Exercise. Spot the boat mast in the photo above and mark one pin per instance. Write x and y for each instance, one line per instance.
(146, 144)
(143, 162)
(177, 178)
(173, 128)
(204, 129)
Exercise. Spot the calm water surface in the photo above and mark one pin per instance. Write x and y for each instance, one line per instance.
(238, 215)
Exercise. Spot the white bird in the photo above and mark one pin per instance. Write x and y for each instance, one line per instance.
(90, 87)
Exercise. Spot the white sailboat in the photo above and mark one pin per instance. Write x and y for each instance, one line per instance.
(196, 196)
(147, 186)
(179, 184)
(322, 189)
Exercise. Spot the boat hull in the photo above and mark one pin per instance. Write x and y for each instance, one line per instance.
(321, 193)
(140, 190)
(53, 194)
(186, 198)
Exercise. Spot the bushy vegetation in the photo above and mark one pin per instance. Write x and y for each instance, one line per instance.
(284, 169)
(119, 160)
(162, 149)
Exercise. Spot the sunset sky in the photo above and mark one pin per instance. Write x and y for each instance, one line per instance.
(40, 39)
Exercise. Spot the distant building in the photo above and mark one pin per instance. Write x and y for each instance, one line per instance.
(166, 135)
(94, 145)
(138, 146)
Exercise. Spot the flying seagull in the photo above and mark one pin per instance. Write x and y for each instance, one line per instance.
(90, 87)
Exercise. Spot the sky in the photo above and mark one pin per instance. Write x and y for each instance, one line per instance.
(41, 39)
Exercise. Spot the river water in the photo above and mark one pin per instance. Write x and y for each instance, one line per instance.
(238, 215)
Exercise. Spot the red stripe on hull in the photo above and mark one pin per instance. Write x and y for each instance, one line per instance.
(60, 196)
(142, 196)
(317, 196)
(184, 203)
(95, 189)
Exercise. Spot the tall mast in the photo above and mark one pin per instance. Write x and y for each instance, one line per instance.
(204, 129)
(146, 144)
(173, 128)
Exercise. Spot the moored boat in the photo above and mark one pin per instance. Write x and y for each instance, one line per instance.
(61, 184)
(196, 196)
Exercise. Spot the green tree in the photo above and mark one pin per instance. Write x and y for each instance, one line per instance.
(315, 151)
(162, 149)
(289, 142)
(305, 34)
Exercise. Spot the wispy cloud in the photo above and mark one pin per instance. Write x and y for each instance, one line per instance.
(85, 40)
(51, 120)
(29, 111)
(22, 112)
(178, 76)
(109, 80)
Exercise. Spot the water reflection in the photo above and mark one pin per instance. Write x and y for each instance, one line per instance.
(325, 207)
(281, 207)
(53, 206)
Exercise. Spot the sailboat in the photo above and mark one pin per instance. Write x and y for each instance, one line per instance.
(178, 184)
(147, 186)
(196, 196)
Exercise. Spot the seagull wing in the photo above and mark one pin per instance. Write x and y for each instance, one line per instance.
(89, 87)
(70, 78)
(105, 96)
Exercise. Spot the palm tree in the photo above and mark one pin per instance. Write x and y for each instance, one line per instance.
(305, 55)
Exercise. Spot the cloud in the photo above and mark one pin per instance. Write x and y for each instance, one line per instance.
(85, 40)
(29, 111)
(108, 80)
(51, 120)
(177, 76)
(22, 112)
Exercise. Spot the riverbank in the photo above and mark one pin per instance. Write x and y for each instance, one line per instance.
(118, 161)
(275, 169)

● ● ● ●

> **PROBLEM DETAILS**: Begin at the line that contains "Exercise. Spot the water" and stop after the last line of the records. Rewrite every line in that span, requests included, and shift each x and y coordinate in the answers up by 113.

> **ANSWER TO THE TASK**:
Exercise. Spot the water reflection in the photo above and mark one pin per instance. Write x and y for each instance, one line per instance.
(438, 320)
(394, 320)
(166, 319)
Exercise. Spot the sailboat in the photo above and mark one pin per instance. Write x and y for each instance, one line per instance.
(291, 297)
(260, 299)
(309, 309)
Exercise. Spot the seagull wing in the photo above and mark one pin per instance. Write x and y for each instance, one line per instance.
(202, 200)
(183, 191)
(218, 209)
Exercise. Spot the palm tree in the photo above and mark one pin per instance. Write x and y for each instance, one line per instance.
(418, 168)
Exercise. Spot the cloud in the photo above and mark one pin per instance. Write x and y for each instance, one line per instance.
(198, 153)
(142, 224)
(221, 193)
(164, 233)
(290, 189)
(135, 225)
Exercise. Spot the riverbank in the photo above and mark one pin per instance. Write x and y for each instance, one line per instance.
(231, 274)
(388, 282)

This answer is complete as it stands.